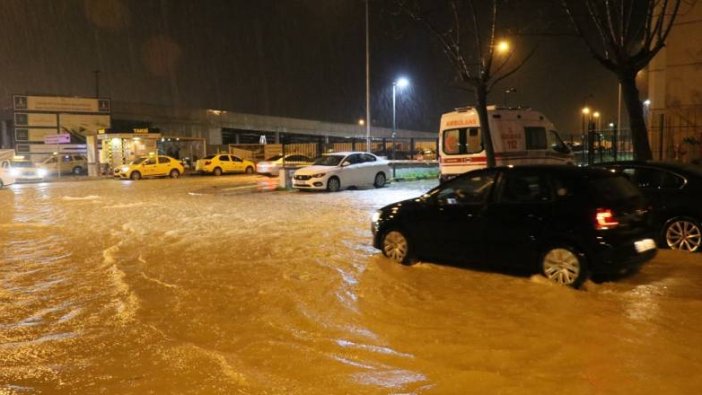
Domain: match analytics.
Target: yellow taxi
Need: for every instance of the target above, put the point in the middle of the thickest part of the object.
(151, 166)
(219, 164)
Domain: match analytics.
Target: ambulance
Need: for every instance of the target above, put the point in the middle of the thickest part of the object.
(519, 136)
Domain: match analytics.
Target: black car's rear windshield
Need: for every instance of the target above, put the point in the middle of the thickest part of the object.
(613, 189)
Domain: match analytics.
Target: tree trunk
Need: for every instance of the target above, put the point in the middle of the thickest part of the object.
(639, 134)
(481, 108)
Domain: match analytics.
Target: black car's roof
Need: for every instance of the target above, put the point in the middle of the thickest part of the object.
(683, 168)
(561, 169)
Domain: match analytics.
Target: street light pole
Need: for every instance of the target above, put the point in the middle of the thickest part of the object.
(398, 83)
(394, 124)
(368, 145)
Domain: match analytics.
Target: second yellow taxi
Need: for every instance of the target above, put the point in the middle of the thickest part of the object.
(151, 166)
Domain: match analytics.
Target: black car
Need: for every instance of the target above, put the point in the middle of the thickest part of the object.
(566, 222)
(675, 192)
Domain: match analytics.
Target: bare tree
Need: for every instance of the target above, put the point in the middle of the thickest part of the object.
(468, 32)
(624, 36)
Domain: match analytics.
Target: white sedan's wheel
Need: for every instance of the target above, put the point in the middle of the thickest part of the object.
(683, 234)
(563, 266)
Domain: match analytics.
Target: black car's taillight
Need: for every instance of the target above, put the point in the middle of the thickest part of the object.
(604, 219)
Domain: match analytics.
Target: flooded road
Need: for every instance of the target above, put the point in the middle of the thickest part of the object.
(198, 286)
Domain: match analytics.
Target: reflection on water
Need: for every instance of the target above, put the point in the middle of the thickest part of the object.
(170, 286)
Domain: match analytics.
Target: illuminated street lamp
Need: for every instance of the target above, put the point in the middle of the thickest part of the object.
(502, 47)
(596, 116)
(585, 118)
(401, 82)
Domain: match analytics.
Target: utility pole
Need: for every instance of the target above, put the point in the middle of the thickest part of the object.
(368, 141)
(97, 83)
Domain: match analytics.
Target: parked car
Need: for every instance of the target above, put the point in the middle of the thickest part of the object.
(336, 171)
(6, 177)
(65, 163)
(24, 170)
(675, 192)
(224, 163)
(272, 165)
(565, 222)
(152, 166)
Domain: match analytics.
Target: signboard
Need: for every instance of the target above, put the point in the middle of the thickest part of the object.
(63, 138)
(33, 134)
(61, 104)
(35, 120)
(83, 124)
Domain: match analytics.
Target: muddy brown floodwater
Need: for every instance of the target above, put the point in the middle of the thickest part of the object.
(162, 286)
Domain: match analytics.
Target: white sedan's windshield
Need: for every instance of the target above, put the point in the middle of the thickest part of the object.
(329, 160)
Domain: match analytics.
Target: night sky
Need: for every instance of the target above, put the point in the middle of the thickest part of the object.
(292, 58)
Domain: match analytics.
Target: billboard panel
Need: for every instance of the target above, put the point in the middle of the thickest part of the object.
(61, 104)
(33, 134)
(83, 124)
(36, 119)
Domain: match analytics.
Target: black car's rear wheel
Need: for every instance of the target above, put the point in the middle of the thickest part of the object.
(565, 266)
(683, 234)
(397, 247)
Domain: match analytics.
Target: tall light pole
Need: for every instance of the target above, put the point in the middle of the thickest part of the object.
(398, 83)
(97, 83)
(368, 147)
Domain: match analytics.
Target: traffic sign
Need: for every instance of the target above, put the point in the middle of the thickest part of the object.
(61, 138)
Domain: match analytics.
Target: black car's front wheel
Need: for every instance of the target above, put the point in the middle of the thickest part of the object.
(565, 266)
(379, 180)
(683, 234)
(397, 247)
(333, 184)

YOUR OBJECTIVE:
Omit the pictures. Transcribe every record exactly.

COMPLETED EXERCISE:
Domain: match analytics.
Target: yellow taxi
Need: for every instance of the target above, put the point in the middle of the thickest part of the object.
(151, 166)
(219, 164)
Domain: match analytics.
Target: ambulance
Need: for every instance of the target above, put the point in the middle of the thickest part of the object.
(519, 136)
Domain: match analytics.
Target: black car's rear windshield
Need: for every instance of the target above, put the point in the middle of the thickest part of the object.
(613, 189)
Domain: match analytics.
Target: tree trunk
Need: for every instance of the target above, put the point in the middle of the thickest part of the object.
(639, 134)
(481, 108)
Domain: match analytics.
Target: black car's roof
Need: for every instance of the target above, put the point in the middle of the thickest part of the object.
(683, 168)
(561, 169)
Domain: match analytics.
Target: street light pole
Need: for every instance of the target above, put the point in the middle of the thickest part of the object.
(398, 83)
(394, 124)
(368, 145)
Domain: match analytics.
Target: second yellow taxi
Need: for every instance of the target above, put the point in the middle of the thickest part of the object.
(151, 166)
Domain: match analytics.
Target: black car
Need: for every instance of the target above, put the point in the middle of the thickest part of the object.
(566, 222)
(675, 192)
Domain: match analytics.
Target: bare tree
Need: for every instance of the target above, put the point in the middle of the thickest part of the object.
(468, 32)
(624, 36)
Domain: match analytics.
Target: white sedan's wheel
Need: for every instance of the target above, put the point in the middle of the thickest part of the object.
(683, 234)
(563, 266)
Domain: match analytics.
Target: black car's taillight
Need: for every instance of the target above, put the point in the middle of the thickest part of the object.
(604, 219)
Domain: match analytics.
Target: flooded road
Need: for every instance of the target above, put the point in the middle of the thickest part of the object.
(198, 286)
Domain: match analytics.
Target: reflection on water
Need: for every instance of the target above, put the point in the middle of the thickest part of the object.
(170, 286)
Domain: match analytics.
Target: illuminated street lamp
Need: for every instance of the target above, put the point in the middle of the thickest part of the object.
(502, 47)
(596, 116)
(585, 118)
(401, 82)
Domain: match analytics.
Target: utility pole
Need: for every instance of the target above, put the point in the middle of the thickest part of the object.
(368, 141)
(97, 83)
Domain: match analytics.
Target: parked car
Need: for every instance of the target above, put the point in the middle of the thickest part of the object.
(336, 171)
(6, 177)
(65, 163)
(24, 170)
(675, 192)
(224, 163)
(272, 165)
(565, 222)
(152, 166)
Domain: match analytics.
Target: signboard
Need: for every instance of the target above, put the point in the middle of the thickest part of the object.
(63, 138)
(33, 134)
(61, 104)
(35, 120)
(83, 124)
Domain: match analytics.
Target: muddy brown floodwater
Need: for every instance of the target above, put the point in the middle of the thickest part of the object.
(162, 286)
Domain: match analytics.
Target: white sedan's windshield
Need: for every instance of the target above, put the point in the middle of the thickest part of the object.
(329, 160)
Domain: match analytics.
Target: night sky
Need: for every instance of the target above, put the point in the middle of the thickest part of the object.
(292, 58)
Domain: match analytics.
Target: billboard panel
Need: for every instance of the target above, put the point in the middle of the thickest part of the object.
(61, 104)
(33, 134)
(83, 124)
(36, 119)
Domain: match analytics.
Target: black car's rear wheel
Need: for every instance of the target above, put the point in the middle of the thickest part of the object.
(565, 266)
(683, 234)
(397, 247)
Domain: match analytics.
Target: tall light pole
Need: for every instance of the target above, put the point in the middle of the thickest part of the object.
(398, 83)
(97, 83)
(368, 147)
Domain: match analytics.
Target: traffic sign
Need: for every instance of the target above, put the point in the middle of the thickest part of the object.
(61, 138)
Domain: match analytics.
Target: black car's front wheel
Need: for every instance of the target above, put the point in the middle of the thickest part of the object.
(565, 266)
(379, 180)
(683, 234)
(397, 247)
(333, 184)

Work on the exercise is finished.